### Provided text:
* BEGIN *
The issue triggers default responses among those of us who are
believers. She's with God now. She was too
precious for this world. She's in heaven
waiting for you. We'll be with her again
one day, when the rest of us go to her.
In
fact, it's a discussion so heartrending that it seems cold and unfeeling to
try to accommodate it to our Christian doctrines and theologies. If you were to ask anyone who’s experienced
such a loss whether they think their baby went to heaven or hell, you’d likely
get the most furious of stares in response.
But
the question isn't a settled one. The statement "All babies go to heaven" is surprisingly modern and liberal. You see, the
Protestant Reformation gave us a precise equation for salvation, pushing to the
vanguard of our doctrines the Bible's assertions that humans are
born in depravity and sin, and that only faith in the sacrifice of Christ can lead to saving grace. For those able to experience faith, that
equation is a blessing beyond words. For
those too young to have faith, it is a cold equation indeed.
* END *
(Point annotation dataset records)
* BEGIN *
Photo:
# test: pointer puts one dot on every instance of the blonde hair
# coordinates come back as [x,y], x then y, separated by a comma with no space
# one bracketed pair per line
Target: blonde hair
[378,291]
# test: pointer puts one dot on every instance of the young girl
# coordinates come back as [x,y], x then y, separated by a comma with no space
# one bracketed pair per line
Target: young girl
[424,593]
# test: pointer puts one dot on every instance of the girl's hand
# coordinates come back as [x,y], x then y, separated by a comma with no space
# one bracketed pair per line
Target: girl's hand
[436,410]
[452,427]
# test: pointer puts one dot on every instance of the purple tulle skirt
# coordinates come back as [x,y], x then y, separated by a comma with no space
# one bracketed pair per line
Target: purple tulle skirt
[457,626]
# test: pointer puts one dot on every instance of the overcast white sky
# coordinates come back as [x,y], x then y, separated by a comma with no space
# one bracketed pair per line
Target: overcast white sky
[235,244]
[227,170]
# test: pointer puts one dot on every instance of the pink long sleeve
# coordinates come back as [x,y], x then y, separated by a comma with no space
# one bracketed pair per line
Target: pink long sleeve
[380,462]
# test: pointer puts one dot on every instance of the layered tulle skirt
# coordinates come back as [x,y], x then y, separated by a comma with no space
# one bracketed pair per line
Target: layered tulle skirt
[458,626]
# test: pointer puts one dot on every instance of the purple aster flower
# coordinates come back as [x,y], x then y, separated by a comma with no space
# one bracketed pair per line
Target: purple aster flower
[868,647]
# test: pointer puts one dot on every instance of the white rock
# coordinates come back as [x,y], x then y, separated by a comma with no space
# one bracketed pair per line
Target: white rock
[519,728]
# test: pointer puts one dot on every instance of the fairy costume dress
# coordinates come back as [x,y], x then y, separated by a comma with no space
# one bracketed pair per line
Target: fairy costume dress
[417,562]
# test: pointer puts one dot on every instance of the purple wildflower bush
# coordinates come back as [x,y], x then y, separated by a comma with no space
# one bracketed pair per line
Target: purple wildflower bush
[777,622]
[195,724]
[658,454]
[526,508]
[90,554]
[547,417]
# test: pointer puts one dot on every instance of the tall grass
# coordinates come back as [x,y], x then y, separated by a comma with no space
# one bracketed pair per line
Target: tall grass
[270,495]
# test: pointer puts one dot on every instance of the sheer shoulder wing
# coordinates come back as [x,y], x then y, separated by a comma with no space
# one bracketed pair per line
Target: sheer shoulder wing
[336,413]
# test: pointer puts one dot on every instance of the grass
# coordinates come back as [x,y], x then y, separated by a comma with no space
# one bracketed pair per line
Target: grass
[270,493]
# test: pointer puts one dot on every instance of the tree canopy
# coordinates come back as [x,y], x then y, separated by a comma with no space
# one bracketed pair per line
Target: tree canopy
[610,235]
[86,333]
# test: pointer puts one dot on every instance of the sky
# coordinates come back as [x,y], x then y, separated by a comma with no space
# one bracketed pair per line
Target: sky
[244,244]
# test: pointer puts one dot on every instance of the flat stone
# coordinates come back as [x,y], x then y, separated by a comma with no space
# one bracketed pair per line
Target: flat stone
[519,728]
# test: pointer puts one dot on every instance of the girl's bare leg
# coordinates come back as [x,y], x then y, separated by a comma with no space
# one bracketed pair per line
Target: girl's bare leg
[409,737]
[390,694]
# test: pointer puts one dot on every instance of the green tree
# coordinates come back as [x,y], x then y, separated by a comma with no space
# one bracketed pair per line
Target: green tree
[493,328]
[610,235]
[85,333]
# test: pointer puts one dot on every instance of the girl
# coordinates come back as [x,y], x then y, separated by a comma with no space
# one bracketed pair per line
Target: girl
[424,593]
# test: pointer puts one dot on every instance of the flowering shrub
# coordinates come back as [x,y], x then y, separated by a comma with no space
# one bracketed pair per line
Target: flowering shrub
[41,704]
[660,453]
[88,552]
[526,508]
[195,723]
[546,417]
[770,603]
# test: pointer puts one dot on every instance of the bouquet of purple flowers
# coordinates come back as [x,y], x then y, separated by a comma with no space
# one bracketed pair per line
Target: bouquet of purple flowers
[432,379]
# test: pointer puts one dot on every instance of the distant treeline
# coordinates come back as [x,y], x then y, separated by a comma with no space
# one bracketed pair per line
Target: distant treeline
* END *
### Task directions:
Please write out the stretch of the passage on whether babies go to heaven from "The issue triggers" through "us go to her.", word for word.

### The result:
The issue triggers default responses among those of us who are
believers. She's with God now. She was too
precious for this world. She's in heaven
waiting for you. We'll be with her again
one day, when the rest of us go to her.